§ **EXERCISE BRIEF**
In the case summary about the missed appendicitis diagnosis, what medication was Ms. X given when she was discharged home?

§ **GIVEN TEXT**

Compensation for Failure to Diagnose issues with Appendix that subsequently ruptured.

failureMs. X had extreme abdominal pain and attended her GP after 2 days who referred her to hospital for assessment. The GP in his referral letter indicated a belief that Ms. X was suffering with appendicitis.

When first seen at the hospital it was noted that she had abdominal pain with an uncertain cause.   An x-ray was taken which was viewed one hour after been taken but it was concluded by the Registrar that it was not indicative of Appendicitis.   After two and half hours in the hospital, Ms. X was in extreme pain.  An ultrasound was carried out but she was not advised that in the absence of a full bladder it could be difficult to get a clear image.   In the event, her appendix was not clear on the ultrasound.

Some 5 hours after being admitted she was reassured that it was highly unlikely that she had appendicitis given the results of the x-ray, ultra sound and blood tests.  She was discharged home on paracetamol.

Her condition disimproved at home and ultimately the appendix perforated.   She attended A&E at a different hospital where appendicitis was diagnosed.   A number of procedures and operations followed.

The case was settled by way of payment of a Six Figure Compensation figure.  It was accepted that the Registrar should have known that over half of appendicitis cases present a typical.  Additionally, had her C-reactive protein level been properly considered it would have indicated appendicitis.   It seems to have been accepted that diagnosis was rushed and that had Ms. X been kept overnight when she first attended at the hospital it was far more likely that a correct diagnosis would have been made.

§ **DATASET EXTRACT**
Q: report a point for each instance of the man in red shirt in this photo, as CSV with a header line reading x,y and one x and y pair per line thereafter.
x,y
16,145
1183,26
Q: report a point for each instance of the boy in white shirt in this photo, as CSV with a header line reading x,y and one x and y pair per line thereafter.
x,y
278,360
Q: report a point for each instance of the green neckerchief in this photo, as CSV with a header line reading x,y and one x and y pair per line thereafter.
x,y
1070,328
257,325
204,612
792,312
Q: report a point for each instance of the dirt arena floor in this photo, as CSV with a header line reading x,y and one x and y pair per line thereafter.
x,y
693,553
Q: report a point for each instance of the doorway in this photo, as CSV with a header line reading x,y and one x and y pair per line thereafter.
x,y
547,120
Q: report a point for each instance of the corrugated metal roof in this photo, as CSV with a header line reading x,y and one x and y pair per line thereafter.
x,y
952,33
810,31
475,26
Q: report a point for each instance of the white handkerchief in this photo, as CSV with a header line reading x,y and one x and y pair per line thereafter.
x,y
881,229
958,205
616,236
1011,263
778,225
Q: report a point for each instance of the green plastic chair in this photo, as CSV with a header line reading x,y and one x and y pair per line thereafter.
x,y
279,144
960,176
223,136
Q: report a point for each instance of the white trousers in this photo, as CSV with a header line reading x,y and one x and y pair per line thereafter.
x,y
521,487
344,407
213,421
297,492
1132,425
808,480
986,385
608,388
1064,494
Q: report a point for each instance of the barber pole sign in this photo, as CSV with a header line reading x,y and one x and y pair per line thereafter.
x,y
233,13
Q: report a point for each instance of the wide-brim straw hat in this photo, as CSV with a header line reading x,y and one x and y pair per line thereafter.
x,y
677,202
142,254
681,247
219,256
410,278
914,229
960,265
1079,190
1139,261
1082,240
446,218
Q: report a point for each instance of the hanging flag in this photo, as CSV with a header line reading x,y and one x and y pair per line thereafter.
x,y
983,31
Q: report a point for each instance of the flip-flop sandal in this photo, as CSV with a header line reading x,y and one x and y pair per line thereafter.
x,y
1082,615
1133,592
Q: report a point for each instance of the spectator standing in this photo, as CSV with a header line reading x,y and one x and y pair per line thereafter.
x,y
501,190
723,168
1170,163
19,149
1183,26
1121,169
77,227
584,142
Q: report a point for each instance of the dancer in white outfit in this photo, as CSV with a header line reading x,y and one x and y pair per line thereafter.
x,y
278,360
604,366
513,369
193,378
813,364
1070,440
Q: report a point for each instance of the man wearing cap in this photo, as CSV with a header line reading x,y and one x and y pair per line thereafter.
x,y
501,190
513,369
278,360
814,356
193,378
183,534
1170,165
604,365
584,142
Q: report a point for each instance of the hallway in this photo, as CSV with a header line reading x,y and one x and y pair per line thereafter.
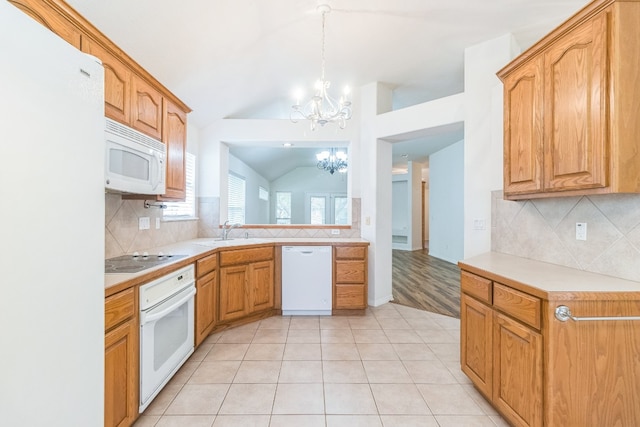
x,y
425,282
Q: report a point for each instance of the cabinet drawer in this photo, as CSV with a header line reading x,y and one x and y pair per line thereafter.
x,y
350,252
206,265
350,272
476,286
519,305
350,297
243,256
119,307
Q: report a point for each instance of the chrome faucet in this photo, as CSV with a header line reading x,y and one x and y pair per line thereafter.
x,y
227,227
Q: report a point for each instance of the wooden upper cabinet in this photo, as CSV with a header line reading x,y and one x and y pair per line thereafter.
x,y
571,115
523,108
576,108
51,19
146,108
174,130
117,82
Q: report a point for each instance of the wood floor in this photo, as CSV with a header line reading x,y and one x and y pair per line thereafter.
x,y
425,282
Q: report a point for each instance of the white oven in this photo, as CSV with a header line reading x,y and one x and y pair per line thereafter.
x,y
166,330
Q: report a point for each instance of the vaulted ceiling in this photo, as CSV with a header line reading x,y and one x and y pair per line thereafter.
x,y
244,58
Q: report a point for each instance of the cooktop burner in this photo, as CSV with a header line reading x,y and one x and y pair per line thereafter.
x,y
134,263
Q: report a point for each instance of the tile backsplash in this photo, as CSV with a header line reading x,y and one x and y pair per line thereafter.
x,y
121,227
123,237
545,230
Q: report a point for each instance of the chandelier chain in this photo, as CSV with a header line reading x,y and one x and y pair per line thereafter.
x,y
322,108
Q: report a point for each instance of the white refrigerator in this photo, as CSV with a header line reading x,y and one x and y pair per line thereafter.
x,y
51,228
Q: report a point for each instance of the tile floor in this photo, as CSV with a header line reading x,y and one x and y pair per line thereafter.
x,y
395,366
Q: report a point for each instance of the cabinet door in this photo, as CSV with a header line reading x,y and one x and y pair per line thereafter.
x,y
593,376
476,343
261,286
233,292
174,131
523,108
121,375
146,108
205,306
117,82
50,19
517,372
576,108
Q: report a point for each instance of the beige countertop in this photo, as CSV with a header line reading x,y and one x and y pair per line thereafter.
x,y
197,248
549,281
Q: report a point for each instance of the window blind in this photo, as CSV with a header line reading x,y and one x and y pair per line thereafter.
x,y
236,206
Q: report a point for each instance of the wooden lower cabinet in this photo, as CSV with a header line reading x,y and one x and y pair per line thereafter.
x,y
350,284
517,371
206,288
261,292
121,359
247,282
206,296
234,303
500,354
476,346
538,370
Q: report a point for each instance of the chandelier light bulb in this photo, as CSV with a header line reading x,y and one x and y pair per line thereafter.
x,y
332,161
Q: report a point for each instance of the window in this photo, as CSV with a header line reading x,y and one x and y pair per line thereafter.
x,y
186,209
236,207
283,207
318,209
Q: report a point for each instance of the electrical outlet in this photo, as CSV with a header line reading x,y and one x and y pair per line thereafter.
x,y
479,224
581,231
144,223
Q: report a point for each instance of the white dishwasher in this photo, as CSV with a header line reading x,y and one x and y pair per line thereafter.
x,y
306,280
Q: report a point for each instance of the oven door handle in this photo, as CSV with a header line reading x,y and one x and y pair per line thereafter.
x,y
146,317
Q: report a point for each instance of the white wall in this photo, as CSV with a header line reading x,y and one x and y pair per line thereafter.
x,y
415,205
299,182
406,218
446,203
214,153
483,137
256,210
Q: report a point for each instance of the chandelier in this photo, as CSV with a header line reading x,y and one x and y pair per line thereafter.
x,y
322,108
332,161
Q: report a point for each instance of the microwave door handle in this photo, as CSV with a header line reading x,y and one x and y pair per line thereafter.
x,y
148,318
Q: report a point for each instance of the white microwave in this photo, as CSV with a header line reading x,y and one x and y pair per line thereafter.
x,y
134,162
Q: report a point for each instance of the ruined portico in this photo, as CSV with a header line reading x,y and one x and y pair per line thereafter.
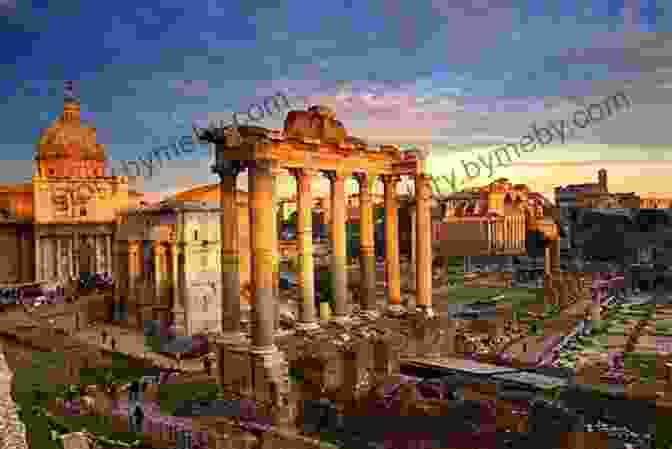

§ **SOLUTION TO THIS EXERCISE**
Paracetamol.